## [Tekstfragment]
21 501-02 Raad Algemene Zaken en Raad Buitenlandse Zaken

Nr. 1167 BRIEF VAN DE MINISTER EN STAATSSECRETARIS VAN BUITENLANDSE ZAKEN

Aan de Voorzitter van de Tweede Kamer der Staten-Generaal

Den Haag, 16 juli 2012

Hierbij bieden wij u de geannoteerde agenda aan van de Raad Buitenlandse Zaken van 23 juli 2012.

De minister van Buitenlandse Zaken, U. Rosenthal

De staatssecretaris van Buitenlandse Zaken, H. P. M. Knapen

Geannoteerde agenda van de Raad Buitenlandse Zaken d.d. 23 juli 2012

Zuidelijk nabuurschap

Syrië

Het dodental in Syrië is opgelopen tot 15 000. Het conflict is verder gemilitariseerd. De berichten over ernstige mensenrechtenschendingen door het Syrische regime blijven zeer verontrustend. De Mensenrechtenraad van de Verenigde Naties (VN) heeft de mensenrechtenschendingen in Syrië in een resolutie op 6 juli jl. veroordeeld.

## [Inhoud gegevensset]
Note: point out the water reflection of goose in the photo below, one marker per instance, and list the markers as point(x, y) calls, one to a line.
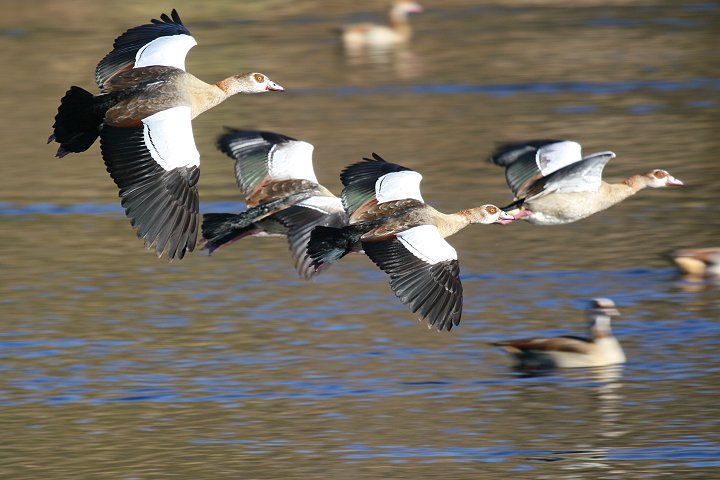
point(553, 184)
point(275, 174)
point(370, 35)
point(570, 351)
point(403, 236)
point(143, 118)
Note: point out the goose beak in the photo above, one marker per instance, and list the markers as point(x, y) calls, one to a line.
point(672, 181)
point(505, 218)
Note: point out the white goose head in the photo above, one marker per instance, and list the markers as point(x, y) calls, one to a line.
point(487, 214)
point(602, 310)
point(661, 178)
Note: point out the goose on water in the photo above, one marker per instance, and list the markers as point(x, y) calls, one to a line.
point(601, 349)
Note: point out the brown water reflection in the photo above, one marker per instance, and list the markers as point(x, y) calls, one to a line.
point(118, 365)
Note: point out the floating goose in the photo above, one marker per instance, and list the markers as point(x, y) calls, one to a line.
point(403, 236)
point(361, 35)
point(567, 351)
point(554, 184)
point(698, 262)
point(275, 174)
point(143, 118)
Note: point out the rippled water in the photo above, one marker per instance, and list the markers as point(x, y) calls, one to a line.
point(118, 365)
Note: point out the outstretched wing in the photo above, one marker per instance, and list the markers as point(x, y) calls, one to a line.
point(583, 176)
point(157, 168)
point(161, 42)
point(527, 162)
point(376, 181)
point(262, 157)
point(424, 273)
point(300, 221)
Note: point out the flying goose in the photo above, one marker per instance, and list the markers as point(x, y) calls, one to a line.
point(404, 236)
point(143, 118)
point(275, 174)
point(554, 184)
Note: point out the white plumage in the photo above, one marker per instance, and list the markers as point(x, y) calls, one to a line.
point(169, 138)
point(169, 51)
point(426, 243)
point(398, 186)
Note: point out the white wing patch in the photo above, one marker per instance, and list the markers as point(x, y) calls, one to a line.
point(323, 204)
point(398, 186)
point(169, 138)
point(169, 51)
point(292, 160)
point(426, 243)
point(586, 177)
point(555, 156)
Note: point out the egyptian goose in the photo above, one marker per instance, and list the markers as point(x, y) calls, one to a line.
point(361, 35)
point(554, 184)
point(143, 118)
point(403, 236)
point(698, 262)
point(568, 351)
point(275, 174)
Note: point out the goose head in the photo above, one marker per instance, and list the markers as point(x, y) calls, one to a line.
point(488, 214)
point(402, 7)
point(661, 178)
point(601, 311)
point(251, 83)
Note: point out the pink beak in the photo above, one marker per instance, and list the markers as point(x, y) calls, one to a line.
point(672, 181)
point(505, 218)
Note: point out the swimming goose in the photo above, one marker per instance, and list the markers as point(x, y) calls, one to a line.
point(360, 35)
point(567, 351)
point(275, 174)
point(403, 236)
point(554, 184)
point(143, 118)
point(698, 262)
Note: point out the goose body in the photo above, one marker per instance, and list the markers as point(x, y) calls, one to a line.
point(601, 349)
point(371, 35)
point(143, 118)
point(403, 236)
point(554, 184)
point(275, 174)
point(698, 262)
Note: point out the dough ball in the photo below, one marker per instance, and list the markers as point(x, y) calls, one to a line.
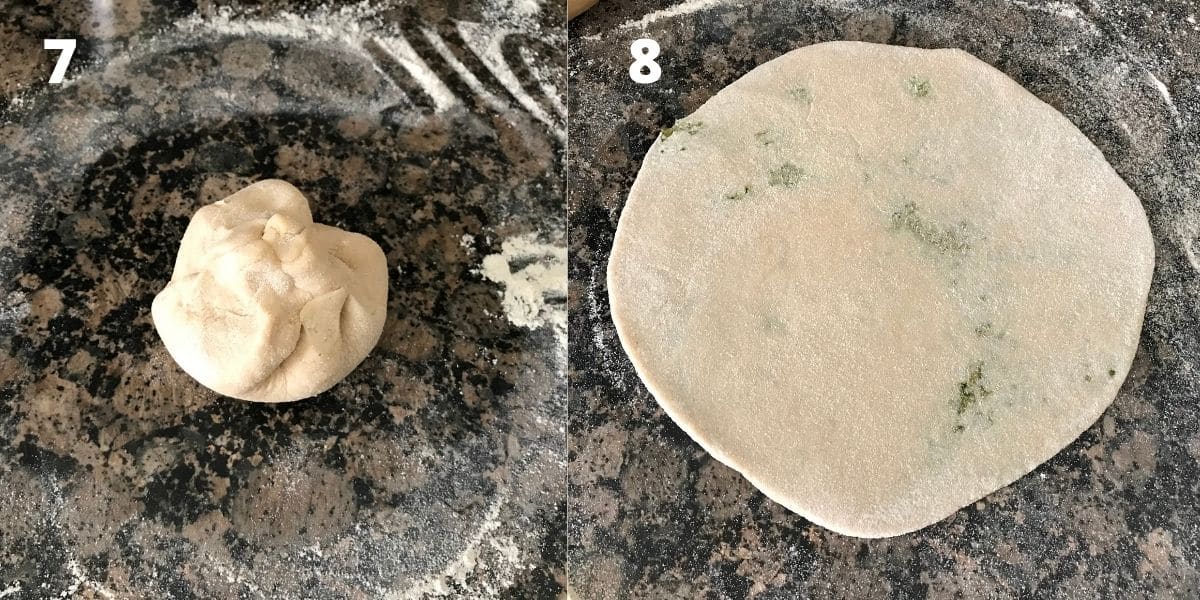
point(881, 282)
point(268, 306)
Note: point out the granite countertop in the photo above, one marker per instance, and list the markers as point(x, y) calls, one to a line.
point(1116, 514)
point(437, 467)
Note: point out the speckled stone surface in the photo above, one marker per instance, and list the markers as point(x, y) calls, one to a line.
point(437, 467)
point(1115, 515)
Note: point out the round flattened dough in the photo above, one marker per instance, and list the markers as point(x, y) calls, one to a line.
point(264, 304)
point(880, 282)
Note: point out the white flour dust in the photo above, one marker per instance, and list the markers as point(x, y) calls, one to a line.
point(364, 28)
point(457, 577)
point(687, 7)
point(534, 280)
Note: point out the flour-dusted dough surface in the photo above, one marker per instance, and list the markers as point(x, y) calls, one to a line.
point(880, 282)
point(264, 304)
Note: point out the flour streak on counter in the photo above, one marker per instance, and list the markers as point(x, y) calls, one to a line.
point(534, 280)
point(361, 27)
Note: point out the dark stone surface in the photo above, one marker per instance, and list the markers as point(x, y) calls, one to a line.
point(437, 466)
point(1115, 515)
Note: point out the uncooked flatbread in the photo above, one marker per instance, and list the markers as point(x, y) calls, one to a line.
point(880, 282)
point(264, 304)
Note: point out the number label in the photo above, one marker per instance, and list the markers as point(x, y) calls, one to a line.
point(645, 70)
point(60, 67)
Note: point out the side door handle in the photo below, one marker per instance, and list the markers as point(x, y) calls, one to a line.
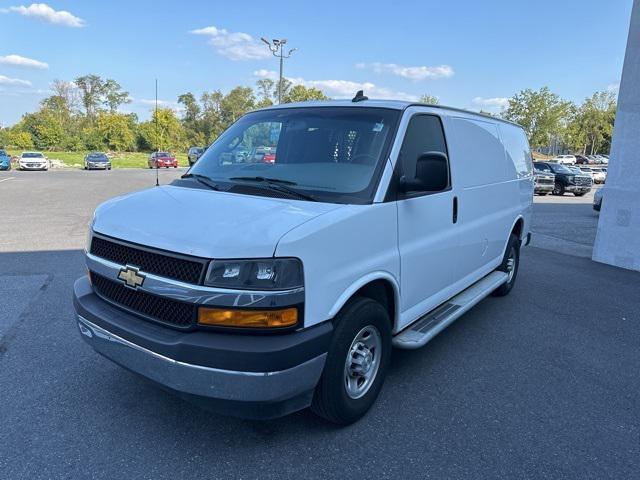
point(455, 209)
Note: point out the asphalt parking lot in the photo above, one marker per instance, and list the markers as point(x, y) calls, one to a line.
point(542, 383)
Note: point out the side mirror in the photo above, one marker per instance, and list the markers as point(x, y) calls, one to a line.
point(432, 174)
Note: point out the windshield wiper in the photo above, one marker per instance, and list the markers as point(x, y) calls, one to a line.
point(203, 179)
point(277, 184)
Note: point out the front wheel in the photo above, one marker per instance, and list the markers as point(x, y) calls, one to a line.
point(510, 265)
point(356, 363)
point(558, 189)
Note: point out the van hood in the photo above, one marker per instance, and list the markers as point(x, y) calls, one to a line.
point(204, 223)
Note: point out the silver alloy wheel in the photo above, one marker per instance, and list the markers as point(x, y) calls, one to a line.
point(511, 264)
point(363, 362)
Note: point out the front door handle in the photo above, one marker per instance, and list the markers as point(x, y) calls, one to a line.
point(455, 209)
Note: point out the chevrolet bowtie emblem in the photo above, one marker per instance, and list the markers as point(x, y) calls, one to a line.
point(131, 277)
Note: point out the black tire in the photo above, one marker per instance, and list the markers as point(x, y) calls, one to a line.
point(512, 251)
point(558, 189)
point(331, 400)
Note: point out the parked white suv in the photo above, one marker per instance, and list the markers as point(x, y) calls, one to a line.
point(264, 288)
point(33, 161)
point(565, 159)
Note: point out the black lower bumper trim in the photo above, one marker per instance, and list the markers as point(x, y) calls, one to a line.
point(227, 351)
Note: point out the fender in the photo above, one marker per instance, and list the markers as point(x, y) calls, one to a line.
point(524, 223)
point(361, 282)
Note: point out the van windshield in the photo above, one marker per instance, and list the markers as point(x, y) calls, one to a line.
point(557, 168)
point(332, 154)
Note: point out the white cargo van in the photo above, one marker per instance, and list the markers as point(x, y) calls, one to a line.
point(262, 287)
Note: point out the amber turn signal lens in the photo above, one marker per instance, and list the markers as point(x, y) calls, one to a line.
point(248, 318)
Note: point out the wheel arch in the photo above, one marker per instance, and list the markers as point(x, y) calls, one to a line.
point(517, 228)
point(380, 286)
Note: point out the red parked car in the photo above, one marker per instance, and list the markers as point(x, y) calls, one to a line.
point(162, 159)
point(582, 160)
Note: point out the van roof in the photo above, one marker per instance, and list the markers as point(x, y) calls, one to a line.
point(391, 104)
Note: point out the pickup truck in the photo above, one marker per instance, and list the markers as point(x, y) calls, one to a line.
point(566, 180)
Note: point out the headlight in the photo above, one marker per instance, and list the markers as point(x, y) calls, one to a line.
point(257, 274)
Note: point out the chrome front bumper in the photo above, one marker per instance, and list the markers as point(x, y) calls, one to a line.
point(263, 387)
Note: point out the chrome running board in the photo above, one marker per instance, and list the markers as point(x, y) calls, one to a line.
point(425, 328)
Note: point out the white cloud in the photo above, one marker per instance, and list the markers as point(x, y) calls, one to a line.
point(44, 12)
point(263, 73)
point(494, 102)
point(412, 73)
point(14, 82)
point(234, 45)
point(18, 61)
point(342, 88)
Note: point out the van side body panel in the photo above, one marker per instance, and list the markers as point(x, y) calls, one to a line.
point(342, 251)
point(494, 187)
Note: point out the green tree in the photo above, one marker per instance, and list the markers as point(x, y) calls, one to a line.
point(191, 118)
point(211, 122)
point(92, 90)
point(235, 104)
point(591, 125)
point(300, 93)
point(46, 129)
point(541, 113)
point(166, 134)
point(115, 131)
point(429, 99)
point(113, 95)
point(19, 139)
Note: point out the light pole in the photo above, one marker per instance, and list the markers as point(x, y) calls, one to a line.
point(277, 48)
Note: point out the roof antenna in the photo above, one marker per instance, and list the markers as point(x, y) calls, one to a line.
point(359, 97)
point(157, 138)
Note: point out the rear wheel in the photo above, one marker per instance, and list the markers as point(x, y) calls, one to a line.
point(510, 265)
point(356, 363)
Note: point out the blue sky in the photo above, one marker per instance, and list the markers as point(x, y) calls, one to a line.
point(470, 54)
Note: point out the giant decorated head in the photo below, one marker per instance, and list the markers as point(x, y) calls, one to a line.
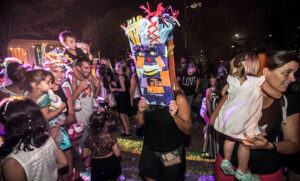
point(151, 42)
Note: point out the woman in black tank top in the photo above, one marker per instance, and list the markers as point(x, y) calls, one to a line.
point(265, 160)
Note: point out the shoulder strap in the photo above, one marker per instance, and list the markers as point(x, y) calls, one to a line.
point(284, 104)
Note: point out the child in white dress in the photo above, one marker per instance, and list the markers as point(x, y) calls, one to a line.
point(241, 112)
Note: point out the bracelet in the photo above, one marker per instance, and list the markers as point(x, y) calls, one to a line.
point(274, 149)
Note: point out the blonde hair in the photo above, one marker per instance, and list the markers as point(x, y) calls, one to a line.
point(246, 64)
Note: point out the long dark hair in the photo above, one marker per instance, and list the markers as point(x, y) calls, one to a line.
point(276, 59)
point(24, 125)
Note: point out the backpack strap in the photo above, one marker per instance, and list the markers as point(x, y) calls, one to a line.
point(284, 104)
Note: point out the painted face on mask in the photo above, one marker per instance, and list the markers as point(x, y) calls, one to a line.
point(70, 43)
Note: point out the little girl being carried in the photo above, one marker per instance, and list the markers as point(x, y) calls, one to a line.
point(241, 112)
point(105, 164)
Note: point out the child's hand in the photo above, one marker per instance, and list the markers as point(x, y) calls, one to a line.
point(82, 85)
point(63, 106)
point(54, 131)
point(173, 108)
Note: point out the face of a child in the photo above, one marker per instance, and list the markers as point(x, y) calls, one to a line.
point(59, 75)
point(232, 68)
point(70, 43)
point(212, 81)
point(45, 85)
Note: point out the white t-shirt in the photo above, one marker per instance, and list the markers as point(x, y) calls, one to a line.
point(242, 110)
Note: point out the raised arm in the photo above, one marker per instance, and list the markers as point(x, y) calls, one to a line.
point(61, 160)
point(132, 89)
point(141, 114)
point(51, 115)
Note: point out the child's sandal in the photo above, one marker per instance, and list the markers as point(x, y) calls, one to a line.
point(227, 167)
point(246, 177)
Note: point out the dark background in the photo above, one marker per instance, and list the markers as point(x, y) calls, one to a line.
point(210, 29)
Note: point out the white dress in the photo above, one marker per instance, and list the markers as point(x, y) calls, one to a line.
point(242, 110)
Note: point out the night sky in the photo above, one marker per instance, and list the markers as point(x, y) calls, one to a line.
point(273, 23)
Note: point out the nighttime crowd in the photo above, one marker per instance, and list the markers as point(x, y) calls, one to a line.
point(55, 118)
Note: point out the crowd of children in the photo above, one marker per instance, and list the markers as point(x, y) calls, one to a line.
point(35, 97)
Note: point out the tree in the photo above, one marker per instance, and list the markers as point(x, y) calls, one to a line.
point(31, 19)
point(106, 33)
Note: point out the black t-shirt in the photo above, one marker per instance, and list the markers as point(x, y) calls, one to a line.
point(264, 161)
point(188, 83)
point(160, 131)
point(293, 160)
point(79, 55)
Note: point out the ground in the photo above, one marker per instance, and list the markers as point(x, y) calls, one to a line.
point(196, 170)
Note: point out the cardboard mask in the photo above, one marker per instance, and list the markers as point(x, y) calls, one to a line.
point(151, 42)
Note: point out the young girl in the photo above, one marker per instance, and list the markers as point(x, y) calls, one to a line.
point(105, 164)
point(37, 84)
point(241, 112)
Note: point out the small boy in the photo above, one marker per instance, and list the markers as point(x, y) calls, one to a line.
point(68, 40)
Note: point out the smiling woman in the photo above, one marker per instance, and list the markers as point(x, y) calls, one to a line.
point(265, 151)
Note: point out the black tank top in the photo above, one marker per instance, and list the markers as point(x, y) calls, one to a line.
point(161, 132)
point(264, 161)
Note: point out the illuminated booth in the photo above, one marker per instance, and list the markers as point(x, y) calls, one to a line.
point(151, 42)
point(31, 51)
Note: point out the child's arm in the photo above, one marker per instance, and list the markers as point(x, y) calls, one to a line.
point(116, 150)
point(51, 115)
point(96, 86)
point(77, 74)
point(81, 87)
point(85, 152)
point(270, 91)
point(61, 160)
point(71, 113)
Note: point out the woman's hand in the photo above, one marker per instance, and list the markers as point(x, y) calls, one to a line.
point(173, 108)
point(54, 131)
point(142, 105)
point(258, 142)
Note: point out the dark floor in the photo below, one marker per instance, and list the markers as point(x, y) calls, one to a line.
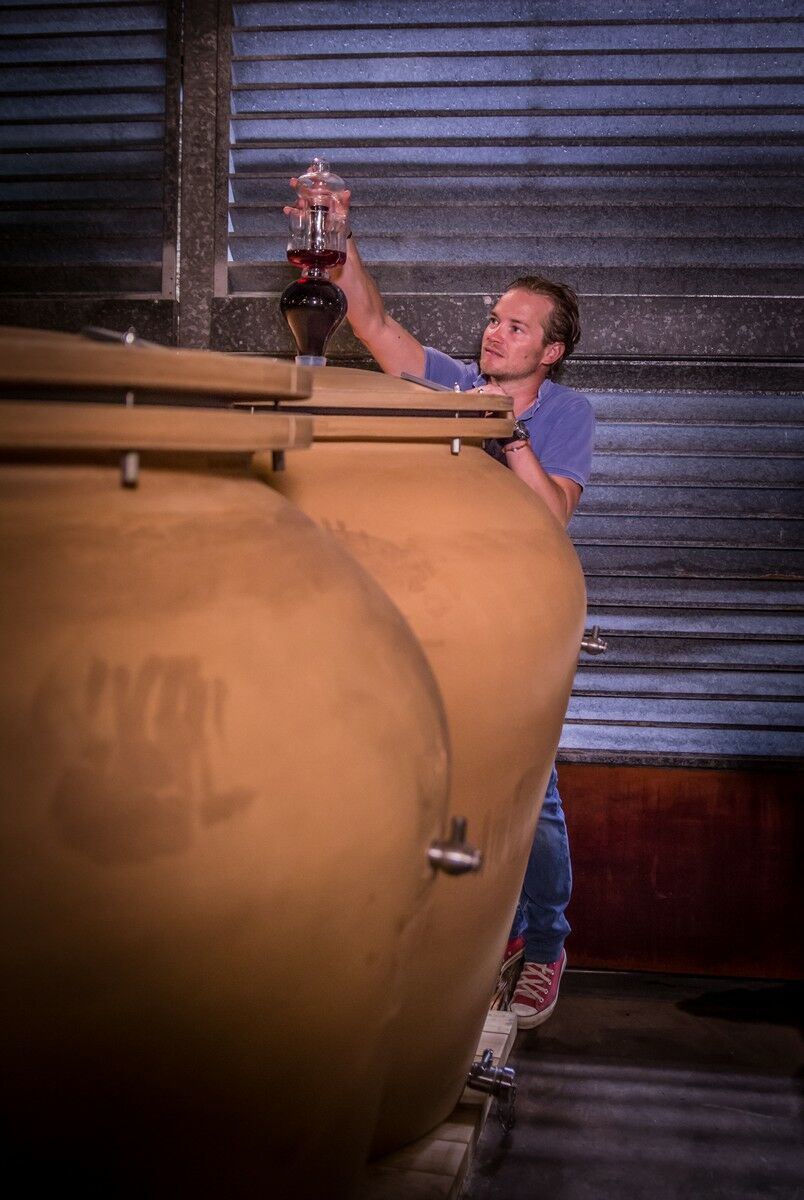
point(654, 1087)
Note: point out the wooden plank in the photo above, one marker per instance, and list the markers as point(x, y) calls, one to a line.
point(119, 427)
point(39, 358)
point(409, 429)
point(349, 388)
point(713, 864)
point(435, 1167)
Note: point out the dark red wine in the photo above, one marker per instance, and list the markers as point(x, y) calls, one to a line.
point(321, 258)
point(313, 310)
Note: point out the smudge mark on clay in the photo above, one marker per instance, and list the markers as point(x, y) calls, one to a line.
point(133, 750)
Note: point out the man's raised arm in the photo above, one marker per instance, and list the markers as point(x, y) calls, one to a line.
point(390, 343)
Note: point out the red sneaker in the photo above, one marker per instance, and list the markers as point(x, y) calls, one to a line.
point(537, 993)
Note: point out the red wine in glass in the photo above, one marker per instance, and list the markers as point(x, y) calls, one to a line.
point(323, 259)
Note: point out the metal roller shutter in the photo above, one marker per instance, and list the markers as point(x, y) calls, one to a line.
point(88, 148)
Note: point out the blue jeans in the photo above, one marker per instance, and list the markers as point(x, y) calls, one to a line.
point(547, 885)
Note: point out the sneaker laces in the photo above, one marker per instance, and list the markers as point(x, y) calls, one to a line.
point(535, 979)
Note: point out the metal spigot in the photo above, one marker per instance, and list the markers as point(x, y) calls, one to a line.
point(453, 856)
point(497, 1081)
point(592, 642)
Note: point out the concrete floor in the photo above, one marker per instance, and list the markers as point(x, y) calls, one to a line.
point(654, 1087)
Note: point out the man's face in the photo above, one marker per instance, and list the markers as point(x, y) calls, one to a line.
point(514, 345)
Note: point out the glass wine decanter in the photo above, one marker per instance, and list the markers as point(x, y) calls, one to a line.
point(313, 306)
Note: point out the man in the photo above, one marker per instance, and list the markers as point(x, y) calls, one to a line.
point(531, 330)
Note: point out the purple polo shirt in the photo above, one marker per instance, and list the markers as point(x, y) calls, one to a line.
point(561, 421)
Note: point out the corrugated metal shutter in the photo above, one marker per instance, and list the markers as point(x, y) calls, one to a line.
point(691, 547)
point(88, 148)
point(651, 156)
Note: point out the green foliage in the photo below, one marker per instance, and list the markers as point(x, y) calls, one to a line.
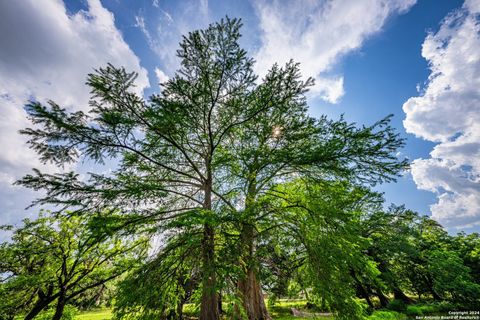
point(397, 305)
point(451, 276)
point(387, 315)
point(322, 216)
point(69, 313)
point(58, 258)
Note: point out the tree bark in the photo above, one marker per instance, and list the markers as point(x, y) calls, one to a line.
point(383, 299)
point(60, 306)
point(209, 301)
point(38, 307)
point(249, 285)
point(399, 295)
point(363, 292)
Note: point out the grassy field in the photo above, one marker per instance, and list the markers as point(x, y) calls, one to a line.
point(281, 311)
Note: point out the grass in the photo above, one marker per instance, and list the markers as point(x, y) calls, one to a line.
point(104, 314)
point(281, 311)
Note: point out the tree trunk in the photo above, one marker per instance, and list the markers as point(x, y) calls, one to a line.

## [Werkopdrachten]
1 – Schrijf het stuk van de brief van "Aan de Voorzitter" tot en met "van 23 juli 2012." over en verwissel daarin "Den Haag" met "'s-Gravenhage".
2 – Beantwoord de volgende vragen over de brief.
(a) Op welke datum komt de Raad Buitenlandse Zaken bijeen?
(b) Tot welk aantal is het dodental in Syrië opgelopen?
(c) Welke instantie van de Verenigde Naties heeft de mensenrechtenschendingen in Syrië in een resolutie veroordeeld?

## [Uitwerkingen]
1 –
Aan de Voorzitter van de Tweede Kamer der Staten-Generaal

's-Gravenhage, 16 juli 2012

Hierbij bieden wij u de geannoteerde agenda aan van de Raad Buitenlandse Zaken van 23 juli 2012.

2 –
(a) Op 23 juli 2012.
(b) Tot 15 000.
(c) De Mensenrechtenraad van de Verenigde Naties.